• TASK GOAL:
Return every one of the records below line for line, without changing anything.

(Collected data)
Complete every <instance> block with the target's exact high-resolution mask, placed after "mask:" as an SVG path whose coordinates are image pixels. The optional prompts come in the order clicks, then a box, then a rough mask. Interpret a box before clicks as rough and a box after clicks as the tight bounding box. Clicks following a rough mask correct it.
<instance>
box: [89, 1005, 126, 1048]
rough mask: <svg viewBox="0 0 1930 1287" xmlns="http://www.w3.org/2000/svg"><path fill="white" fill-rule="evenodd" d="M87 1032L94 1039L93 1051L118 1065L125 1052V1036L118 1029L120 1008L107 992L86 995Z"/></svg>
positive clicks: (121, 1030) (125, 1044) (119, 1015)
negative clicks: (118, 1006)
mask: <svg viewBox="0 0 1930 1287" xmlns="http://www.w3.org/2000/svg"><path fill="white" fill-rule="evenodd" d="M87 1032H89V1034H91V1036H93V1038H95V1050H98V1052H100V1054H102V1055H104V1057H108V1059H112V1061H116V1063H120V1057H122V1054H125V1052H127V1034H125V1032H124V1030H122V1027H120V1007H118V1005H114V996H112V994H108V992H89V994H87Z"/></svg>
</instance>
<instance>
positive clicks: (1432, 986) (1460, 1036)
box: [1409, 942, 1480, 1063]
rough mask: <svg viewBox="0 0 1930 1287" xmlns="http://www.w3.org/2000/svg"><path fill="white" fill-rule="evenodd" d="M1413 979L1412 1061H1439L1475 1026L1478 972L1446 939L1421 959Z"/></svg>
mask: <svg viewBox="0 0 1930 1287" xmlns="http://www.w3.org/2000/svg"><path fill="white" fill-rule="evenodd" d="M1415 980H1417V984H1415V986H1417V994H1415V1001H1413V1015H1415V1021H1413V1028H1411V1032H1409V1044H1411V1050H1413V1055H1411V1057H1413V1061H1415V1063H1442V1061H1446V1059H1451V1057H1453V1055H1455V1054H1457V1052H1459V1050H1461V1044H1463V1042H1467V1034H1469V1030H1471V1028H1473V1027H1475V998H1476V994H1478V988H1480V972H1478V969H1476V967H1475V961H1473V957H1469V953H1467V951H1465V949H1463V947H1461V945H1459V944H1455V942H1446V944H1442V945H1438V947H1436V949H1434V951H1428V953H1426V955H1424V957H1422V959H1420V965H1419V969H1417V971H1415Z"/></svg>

• OUTPUT FOR THIS TASK:
Complete every <instance> block with the target's exact high-resolution mask, placed after "mask:" as an SVG path whose coordinates are image pixels. The optional prompts come in the order clicks, then a box, then a rough mask. Interpret a box before clicks as rough and a box after clicks as the tight bounding box. Clicks following a rough mask correct it.
<instance>
box: [89, 1005, 126, 1048]
rough mask: <svg viewBox="0 0 1930 1287" xmlns="http://www.w3.org/2000/svg"><path fill="white" fill-rule="evenodd" d="M87 1032L94 1039L93 1051L118 1065L125 1052V1036L118 1029L120 1008L107 992L86 995Z"/></svg>
positive clicks: (121, 1030) (125, 1044) (119, 1015)
negative clicks: (118, 1006)
mask: <svg viewBox="0 0 1930 1287" xmlns="http://www.w3.org/2000/svg"><path fill="white" fill-rule="evenodd" d="M87 1032H89V1034H91V1036H93V1038H95V1050H98V1052H100V1054H102V1055H104V1057H108V1059H112V1061H116V1063H120V1057H122V1054H125V1052H127V1034H125V1032H124V1030H122V1027H120V1007H118V1005H114V996H112V994H108V992H89V994H87Z"/></svg>
</instance>
<instance>
positive clicks: (1432, 986) (1460, 1036)
box: [1409, 942, 1480, 1063]
rough mask: <svg viewBox="0 0 1930 1287" xmlns="http://www.w3.org/2000/svg"><path fill="white" fill-rule="evenodd" d="M1413 979L1412 1061H1439L1475 1026L1478 972L1446 939L1421 959Z"/></svg>
mask: <svg viewBox="0 0 1930 1287" xmlns="http://www.w3.org/2000/svg"><path fill="white" fill-rule="evenodd" d="M1415 980H1417V984H1415V986H1417V994H1415V1001H1413V1015H1415V1021H1413V1028H1411V1032H1409V1044H1411V1050H1413V1055H1411V1057H1413V1061H1415V1063H1442V1061H1446V1059H1451V1057H1453V1055H1455V1054H1457V1052H1459V1050H1461V1044H1463V1042H1467V1034H1469V1030H1471V1028H1473V1027H1475V998H1476V994H1478V988H1480V972H1478V969H1476V967H1475V961H1473V957H1469V953H1467V951H1465V949H1463V947H1461V945H1459V944H1455V942H1446V944H1442V945H1438V947H1436V949H1434V951H1428V953H1426V955H1424V957H1422V959H1420V965H1419V969H1417V971H1415Z"/></svg>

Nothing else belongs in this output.